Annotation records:
━━━━━━━━━━━━━━━━

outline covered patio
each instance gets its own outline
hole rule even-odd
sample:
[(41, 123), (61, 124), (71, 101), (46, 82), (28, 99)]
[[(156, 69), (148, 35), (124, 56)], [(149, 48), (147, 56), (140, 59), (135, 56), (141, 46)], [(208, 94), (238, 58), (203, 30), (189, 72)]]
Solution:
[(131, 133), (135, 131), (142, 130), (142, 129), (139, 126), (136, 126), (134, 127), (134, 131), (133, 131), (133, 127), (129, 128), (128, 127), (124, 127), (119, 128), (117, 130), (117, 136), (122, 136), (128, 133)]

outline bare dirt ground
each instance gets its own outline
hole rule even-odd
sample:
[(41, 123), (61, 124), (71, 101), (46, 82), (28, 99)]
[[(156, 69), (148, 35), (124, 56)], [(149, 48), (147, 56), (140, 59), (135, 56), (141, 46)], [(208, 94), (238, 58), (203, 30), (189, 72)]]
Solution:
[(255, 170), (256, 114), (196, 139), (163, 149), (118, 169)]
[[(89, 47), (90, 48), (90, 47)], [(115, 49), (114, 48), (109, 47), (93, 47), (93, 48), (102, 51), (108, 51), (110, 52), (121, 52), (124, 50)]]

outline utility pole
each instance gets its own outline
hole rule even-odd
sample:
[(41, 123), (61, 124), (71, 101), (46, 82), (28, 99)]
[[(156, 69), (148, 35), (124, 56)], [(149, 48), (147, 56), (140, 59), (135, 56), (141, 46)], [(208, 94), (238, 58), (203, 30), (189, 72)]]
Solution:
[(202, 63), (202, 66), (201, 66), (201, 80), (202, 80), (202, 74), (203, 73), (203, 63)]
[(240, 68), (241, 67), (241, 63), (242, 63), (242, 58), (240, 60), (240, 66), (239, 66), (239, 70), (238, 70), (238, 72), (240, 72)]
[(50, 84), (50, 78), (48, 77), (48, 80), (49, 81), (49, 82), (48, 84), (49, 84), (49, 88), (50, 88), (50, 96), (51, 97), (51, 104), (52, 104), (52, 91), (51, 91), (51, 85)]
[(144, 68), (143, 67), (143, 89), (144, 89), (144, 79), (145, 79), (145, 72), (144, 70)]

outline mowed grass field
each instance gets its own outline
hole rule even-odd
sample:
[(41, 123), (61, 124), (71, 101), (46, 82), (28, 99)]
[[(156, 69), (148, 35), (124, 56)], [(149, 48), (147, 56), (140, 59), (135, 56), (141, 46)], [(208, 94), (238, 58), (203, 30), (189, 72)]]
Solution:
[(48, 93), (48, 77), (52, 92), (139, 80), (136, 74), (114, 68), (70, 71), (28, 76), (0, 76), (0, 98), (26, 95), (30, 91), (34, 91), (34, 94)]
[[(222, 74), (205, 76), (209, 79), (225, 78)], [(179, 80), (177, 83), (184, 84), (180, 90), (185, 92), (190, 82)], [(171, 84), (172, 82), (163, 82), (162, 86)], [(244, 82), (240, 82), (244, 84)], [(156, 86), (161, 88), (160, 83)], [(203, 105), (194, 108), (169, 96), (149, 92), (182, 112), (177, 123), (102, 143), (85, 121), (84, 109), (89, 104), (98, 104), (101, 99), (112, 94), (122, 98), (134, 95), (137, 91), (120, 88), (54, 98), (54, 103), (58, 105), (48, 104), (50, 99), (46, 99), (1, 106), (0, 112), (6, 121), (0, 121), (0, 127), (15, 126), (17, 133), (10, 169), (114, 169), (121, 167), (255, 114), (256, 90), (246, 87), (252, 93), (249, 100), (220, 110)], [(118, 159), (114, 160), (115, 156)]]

━━━━━━━━━━━━━━━━

EXERCISE DIRECTIONS:
Copy all of the material above line for line, with no changes.

WORKED SOLUTION:
outline covered patio
each instance gets its own outline
hole rule even-odd
sample:
[(41, 123), (61, 124), (71, 101), (46, 82), (28, 99)]
[[(156, 69), (148, 35), (124, 56)], [(149, 48), (147, 56), (140, 59), (135, 56), (141, 46)], [(208, 94), (238, 58), (203, 30), (189, 72)]]
Solution:
[(131, 133), (135, 131), (142, 130), (142, 129), (139, 126), (136, 126), (134, 127), (134, 131), (133, 131), (133, 127), (129, 128), (128, 127), (124, 127), (119, 128), (117, 130), (117, 136), (122, 136), (128, 133)]

outline bare dirt ground
each instance gets its own outline
hole rule even-odd
sample:
[(41, 123), (61, 124), (71, 101), (46, 82), (28, 99)]
[[(156, 69), (148, 35), (124, 56)], [(149, 48), (147, 56), (140, 59), (135, 56), (141, 46)], [(208, 94), (238, 58), (203, 30), (189, 72)]]
Solution:
[(255, 170), (256, 114), (196, 139), (163, 149), (118, 169)]
[[(89, 47), (90, 48), (90, 47)], [(115, 49), (114, 48), (109, 47), (93, 47), (93, 48), (102, 51), (108, 51), (110, 52), (121, 52), (124, 50)]]

outline utility pole
each instance gets its own outline
hole rule even-odd
sample:
[(41, 123), (61, 124), (71, 101), (46, 82), (28, 99)]
[[(156, 69), (148, 35), (124, 56)], [(149, 48), (147, 56), (140, 59), (135, 56), (141, 46)], [(208, 94), (238, 58), (203, 30), (189, 72)]]
Solution:
[(202, 63), (202, 66), (201, 66), (201, 80), (202, 80), (202, 74), (203, 73), (203, 63)]
[(240, 68), (241, 67), (241, 63), (242, 63), (242, 58), (240, 60), (240, 66), (239, 66), (239, 70), (238, 70), (238, 72), (240, 72)]
[(50, 84), (50, 78), (48, 77), (48, 80), (49, 81), (49, 82), (48, 84), (49, 84), (49, 88), (50, 88), (50, 96), (51, 97), (51, 104), (52, 104), (52, 91), (51, 91), (51, 85)]
[(144, 68), (143, 67), (143, 89), (144, 89), (144, 79), (145, 79), (145, 72), (144, 70)]

outline mowed grass field
each instance gets its own outline
hole rule even-odd
sample:
[(41, 123), (61, 124), (71, 101), (46, 82), (28, 99)]
[[(156, 69), (148, 35), (124, 56)], [(149, 48), (147, 56), (140, 59), (135, 56), (141, 46)], [(208, 94), (238, 58), (203, 30), (189, 72)]]
Solution:
[(48, 93), (48, 77), (52, 92), (139, 80), (136, 74), (114, 68), (70, 71), (28, 76), (0, 76), (0, 98), (26, 95), (30, 91), (34, 91), (34, 94)]
[[(222, 74), (205, 76), (209, 79), (225, 78)], [(179, 80), (177, 83), (184, 84), (180, 90), (185, 92), (190, 82)], [(171, 84), (172, 82), (163, 82), (162, 86)], [(244, 82), (240, 82), (244, 84)], [(156, 86), (161, 88), (160, 83)], [(203, 105), (194, 108), (169, 96), (149, 92), (182, 112), (177, 123), (102, 143), (85, 121), (84, 109), (89, 104), (98, 104), (101, 99), (112, 94), (122, 98), (134, 95), (137, 91), (120, 88), (54, 98), (54, 103), (58, 105), (48, 104), (50, 99), (46, 99), (1, 106), (0, 112), (6, 121), (0, 121), (0, 127), (15, 126), (17, 133), (10, 169), (114, 169), (121, 167), (255, 114), (256, 90), (246, 87), (252, 93), (249, 100), (220, 110)], [(118, 159), (114, 160), (115, 156)]]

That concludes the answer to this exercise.